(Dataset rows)
==================================================

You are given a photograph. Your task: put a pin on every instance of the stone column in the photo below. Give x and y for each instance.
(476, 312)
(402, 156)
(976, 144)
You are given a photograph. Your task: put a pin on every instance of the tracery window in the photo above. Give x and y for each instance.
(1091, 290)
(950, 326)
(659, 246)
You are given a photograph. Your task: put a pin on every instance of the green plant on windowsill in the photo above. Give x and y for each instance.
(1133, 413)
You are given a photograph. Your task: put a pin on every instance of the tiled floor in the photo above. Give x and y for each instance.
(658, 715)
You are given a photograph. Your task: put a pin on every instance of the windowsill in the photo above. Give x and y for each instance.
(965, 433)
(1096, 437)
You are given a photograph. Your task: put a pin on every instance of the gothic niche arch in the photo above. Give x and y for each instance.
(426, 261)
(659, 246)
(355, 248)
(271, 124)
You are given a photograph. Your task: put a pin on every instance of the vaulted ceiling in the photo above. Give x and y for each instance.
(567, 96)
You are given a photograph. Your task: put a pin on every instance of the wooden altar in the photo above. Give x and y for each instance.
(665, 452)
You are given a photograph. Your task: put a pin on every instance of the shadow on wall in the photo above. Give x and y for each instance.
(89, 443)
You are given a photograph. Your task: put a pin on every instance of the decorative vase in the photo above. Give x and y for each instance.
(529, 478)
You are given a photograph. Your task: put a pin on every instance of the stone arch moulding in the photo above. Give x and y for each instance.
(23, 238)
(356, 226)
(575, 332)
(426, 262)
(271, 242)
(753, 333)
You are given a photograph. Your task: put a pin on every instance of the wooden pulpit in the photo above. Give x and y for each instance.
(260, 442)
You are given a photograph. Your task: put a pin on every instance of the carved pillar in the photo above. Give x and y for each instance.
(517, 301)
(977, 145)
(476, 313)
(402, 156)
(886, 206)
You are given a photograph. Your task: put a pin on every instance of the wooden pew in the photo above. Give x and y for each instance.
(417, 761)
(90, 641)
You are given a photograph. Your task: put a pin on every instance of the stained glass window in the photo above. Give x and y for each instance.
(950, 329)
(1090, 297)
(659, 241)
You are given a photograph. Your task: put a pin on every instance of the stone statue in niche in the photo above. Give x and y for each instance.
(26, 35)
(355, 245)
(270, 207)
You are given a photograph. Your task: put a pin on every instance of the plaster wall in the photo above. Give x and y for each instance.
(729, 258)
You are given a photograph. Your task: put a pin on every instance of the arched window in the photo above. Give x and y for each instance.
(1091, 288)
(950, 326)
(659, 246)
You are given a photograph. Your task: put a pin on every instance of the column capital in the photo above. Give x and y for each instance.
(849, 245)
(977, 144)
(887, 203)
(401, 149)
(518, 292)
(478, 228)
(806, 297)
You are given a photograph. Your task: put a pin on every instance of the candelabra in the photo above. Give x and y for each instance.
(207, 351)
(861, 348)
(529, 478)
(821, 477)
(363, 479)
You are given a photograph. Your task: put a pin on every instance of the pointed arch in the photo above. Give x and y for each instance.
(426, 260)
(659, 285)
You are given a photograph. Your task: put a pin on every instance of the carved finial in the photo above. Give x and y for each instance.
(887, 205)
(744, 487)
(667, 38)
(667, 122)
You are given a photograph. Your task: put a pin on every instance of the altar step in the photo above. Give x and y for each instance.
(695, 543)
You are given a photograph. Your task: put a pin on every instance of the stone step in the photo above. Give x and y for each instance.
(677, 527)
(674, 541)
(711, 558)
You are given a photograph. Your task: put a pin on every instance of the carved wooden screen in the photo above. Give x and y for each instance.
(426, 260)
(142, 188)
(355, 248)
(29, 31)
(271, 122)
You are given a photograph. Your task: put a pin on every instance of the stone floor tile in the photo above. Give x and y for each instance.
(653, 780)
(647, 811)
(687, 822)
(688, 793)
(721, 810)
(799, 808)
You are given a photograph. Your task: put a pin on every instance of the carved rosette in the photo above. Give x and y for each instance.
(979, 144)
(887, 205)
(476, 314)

==================================================

Reproduce all of the data above word for word, keeping every line.

You are given a photograph. Your task: put a pin on every instance of the stone column in the photo below. Give x and y for each instance.
(476, 312)
(402, 156)
(976, 144)
You are given a photograph. Your task: put a pin on every instance of the tracery window in the photo above. Give x and y for each instance.
(1091, 290)
(950, 326)
(659, 246)
You are given a photograph. Your task: put a pin on every instance of the green plant on windowsill in the photo above. Give x and y for each instance.
(1133, 413)
You are given a photograph. Your task: put a pin on every instance of the tiled floor in the photo above. Give x and y for each instance.
(658, 715)
You are given a photograph. Your task: put a pin on every instance of the windowsill in the photo above. Give x and y for each instance.
(965, 433)
(1096, 437)
You are given a photograph. Your task: put a pin on every instance of the gothic niche arch in the photo above. Give x and y for each instance.
(426, 261)
(659, 246)
(355, 248)
(271, 124)
You are given a photograph. Your task: put a pin on every instance of the vaulted ceiling in the photo above. Give x and y for each instance.
(567, 96)
You are given a photograph. Your task: put a pin on every instance of the wooden altar in the photo above. Give x and y for each instance.
(665, 452)
You are given a photograph. Your task: put a pin on every instance of the shadow on wall in the photo above. Give x and y for each instance.
(89, 443)
You are given a photograph. Your task: put a pin on every instance of the decorative vase in the photo above. Give x and y for each instance.
(529, 478)
You are given a photograph. Your task: put a pin on every instance of the stone arch moulding in the photo above. Give x and y for each instance.
(23, 238)
(356, 226)
(575, 332)
(426, 262)
(271, 242)
(753, 333)
You are given a photograph. Your task: put a pin on every instance of the wooden pulpit in the photo above. Give x and y for each instance.
(260, 442)
You are given a photograph. Your task: put a pin on every instance of the carved pillar in the photo above. Give x and y for each instance.
(517, 301)
(977, 145)
(476, 313)
(402, 156)
(886, 206)
You are given a photograph. Your task: put a pin on every instance of the wooden pew in the photo above. Give x and y for each instance.
(417, 761)
(90, 641)
You are given a photograph. Your task: put a pin on every instance of the stained glass window in the photo above. Give x and y for each instance.
(950, 329)
(1090, 297)
(659, 241)
You are given a photograph. Your task: put a pin on every instance of the stone statue in niche in the photo above. Give x and y for each instance.
(26, 35)
(355, 245)
(270, 207)
You are given a photograph. Your task: put a pin on every instance of the plaster wall in the photo above. Give x and y for each instance.
(729, 258)
You are given a photograph. Your task: put a pin on every instance of the arched window in the photo above. Give x and y for each instance.
(1091, 288)
(950, 326)
(659, 246)
You are given a photograph. Your task: put a pin on every instance of the column capital in the photo above. Give x and y for each instance.
(849, 245)
(977, 144)
(887, 203)
(401, 149)
(518, 292)
(478, 228)
(806, 297)
You are given a photograph. Your task: put a pin on every instance of the candelabra in the photo above. Give x and y for each instance.
(207, 351)
(861, 348)
(529, 478)
(821, 477)
(363, 479)
You are given a photograph. Your task: put a pin on every instance of the pointed arch in the photo above. Give x and y for each instance.
(426, 260)
(659, 285)
You are given a photograph. Your task: put a pin on every instance of the carved finial in the photo above. Give x and y for each instance.
(887, 205)
(744, 487)
(667, 38)
(667, 122)
You are given a photograph. Your task: put a pin on every instance of the altar step in the photo above. Give x and y for each instance.
(695, 543)
You are given a photograph. Your task: put a pin on every instance of the stone step in the photo above. Give x and y for each instance.
(677, 527)
(674, 541)
(711, 558)
You are given a photograph. Your task: put a pin on every instance of the carved wooden screen in the photo above. Give x and y for each instance.
(426, 260)
(142, 188)
(355, 248)
(29, 31)
(271, 122)
You are given a photograph. Your task: put a pin on every instance of the stone floor tile in the photo above. Give x and y for each instance.
(653, 780)
(647, 811)
(687, 822)
(688, 793)
(721, 810)
(799, 808)
You are given a photograph. Your task: put a pin on every instance of the carved rosette in the photo above. Give x and y for each instance.
(979, 144)
(887, 205)
(476, 314)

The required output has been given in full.